___ RECORDS SHOWN

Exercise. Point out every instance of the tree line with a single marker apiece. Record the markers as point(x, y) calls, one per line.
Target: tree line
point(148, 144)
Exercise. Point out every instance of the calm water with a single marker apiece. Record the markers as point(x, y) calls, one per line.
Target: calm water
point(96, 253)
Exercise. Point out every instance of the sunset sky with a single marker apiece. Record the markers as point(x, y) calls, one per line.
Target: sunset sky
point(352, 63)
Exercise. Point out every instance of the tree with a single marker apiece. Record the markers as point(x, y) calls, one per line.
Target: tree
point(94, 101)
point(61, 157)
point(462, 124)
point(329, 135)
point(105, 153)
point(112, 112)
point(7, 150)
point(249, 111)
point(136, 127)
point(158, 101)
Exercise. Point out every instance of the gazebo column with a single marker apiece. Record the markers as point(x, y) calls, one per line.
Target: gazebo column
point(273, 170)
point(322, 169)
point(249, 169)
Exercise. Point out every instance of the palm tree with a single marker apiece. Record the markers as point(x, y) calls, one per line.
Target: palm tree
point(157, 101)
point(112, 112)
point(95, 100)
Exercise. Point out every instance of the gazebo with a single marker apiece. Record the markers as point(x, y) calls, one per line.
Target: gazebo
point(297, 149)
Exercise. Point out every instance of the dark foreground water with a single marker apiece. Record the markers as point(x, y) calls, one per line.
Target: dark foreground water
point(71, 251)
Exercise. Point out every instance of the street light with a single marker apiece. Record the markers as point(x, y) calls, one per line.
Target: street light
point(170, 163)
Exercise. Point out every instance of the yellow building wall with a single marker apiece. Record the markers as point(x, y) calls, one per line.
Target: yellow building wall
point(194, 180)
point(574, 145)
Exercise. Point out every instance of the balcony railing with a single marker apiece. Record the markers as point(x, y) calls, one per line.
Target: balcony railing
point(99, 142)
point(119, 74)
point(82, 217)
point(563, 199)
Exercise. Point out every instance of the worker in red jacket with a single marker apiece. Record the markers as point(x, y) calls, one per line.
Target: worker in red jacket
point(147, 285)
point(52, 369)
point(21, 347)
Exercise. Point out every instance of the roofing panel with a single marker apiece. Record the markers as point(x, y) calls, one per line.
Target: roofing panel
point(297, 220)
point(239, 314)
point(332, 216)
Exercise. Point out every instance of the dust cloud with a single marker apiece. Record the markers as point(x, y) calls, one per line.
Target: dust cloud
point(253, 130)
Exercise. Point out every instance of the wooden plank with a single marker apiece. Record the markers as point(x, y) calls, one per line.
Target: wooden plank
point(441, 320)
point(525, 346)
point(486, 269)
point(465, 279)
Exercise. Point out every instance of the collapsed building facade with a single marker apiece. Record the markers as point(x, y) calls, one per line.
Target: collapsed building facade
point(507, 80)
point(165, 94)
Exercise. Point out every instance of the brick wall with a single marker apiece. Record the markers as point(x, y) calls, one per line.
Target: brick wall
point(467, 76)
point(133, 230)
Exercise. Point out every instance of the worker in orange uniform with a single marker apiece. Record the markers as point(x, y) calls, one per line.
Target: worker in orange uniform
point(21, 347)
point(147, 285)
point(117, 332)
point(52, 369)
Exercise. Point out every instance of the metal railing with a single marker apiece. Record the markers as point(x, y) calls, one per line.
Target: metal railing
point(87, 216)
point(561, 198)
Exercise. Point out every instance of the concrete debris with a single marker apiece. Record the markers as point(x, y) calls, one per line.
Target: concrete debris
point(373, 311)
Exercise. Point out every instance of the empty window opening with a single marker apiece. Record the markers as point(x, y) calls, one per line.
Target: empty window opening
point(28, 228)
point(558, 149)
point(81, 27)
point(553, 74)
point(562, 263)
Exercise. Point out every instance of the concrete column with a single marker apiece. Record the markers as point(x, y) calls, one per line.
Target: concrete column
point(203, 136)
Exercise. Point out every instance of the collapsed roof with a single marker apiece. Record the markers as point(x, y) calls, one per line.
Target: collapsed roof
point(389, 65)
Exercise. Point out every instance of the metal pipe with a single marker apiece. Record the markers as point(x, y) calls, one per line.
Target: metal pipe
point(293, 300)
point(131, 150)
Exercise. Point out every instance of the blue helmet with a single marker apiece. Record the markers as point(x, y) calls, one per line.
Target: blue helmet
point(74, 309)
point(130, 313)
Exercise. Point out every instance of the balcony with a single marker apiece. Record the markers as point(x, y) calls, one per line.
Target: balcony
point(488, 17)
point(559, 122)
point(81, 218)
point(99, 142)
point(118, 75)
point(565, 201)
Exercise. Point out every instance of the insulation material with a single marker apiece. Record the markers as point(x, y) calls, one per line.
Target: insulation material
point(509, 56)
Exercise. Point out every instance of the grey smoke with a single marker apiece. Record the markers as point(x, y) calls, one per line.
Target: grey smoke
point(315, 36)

______
___ RECORDS SHOWN

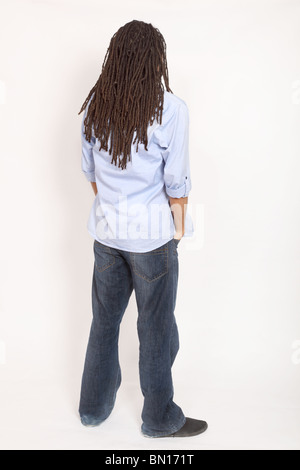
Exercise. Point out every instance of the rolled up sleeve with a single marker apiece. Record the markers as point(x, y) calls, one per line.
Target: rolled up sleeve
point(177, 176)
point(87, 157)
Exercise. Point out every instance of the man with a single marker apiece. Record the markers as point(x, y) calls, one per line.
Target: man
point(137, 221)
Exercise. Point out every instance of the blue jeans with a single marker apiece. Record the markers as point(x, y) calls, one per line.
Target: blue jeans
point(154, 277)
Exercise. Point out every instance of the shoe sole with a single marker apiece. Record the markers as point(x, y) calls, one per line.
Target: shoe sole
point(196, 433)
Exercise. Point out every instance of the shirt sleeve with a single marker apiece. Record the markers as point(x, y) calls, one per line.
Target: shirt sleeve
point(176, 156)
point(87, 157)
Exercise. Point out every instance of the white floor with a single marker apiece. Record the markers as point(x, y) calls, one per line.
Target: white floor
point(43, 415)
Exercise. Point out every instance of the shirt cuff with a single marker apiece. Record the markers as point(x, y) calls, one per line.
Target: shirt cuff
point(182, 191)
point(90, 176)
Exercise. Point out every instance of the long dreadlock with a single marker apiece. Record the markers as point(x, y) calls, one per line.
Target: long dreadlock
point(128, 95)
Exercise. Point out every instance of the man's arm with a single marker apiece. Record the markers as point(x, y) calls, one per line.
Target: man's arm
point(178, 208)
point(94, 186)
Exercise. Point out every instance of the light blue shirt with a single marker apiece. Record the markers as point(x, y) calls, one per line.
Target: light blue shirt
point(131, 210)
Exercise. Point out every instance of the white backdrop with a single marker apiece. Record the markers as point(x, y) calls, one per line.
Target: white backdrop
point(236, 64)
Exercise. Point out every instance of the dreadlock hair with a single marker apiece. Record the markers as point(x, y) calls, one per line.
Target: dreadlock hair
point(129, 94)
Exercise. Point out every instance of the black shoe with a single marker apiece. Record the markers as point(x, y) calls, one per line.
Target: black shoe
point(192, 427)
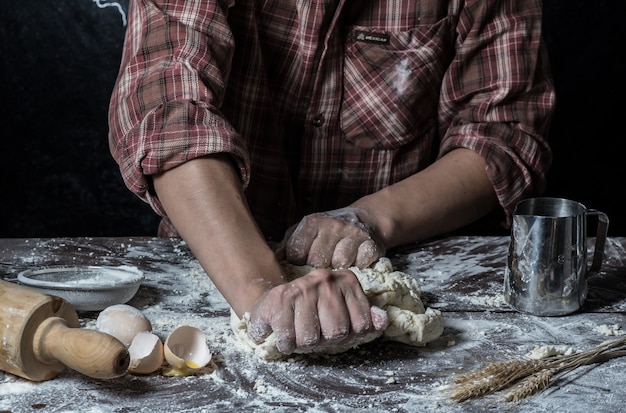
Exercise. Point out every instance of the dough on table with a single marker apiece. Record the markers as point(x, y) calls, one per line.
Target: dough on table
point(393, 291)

______

_WORK REQUEST_. From the records above, copy out the line with "Target: street light", the line with "Exercise. Point out every instance of the metal railing", and every line between them, word for word.

_SOLUTION TO THE PROBLEM_.
Target: street light
point(170, 163)
Exercise. Point out every instance of the yellow building wall with a single marker apiece. Record the markers as point(x, y) calls, one per line.
Target: yellow building wall
point(194, 180)
point(574, 145)
Exercise. Point out every instance of the balcony railing with a single marker apiece. Record the markers as point(x, y) calls, one per line.
Target: balcony railing
point(99, 142)
point(119, 74)
point(82, 217)
point(563, 199)
Exercise. Point out every instance of the worker in red jacket with a single marker apiece. Record the markers as point(x, y) calls, one per line.
Target: worker in red jacket
point(147, 285)
point(52, 369)
point(21, 347)
Exercise. Point out every instance of the roofing panel with a single marker apiece. Record the markers as point(x, y) calls, one per line.
Target: roofing panel
point(297, 220)
point(239, 314)
point(332, 216)
Exercise. Point out every instance of the dust cloud with a single marker apiece. Record the markers as point(x, y) calls, one per line.
Target: dust cloud
point(253, 130)
Exercise. Point out every instance of the wooden plank with a single marker apiece. Record the markers as point(x, y) calls, one per line.
Target: wooden plank
point(441, 320)
point(525, 346)
point(486, 269)
point(465, 279)
Exercise. Point out every instance of the collapsed building facade with a single marker apiece. Record the markers as point(x, y) calls, one per line.
Target: collapsed building facade
point(507, 80)
point(165, 94)
Exercise. Point out every instance of the brick wall with a single marker apiece. Record the markers as point(x, y) calls, one per line.
Target: brick wall
point(467, 76)
point(133, 230)
Exercise. Point out every instance of the worker in orange uniform with a single marker apiece. Record the markers as point(x, y) calls, one per line.
Target: worker in orange uniform
point(21, 347)
point(147, 285)
point(117, 332)
point(52, 369)
Exercise. Point out every instance of the metal railing with a single marker apiece. Record the markers as point(x, y) calls, one per line.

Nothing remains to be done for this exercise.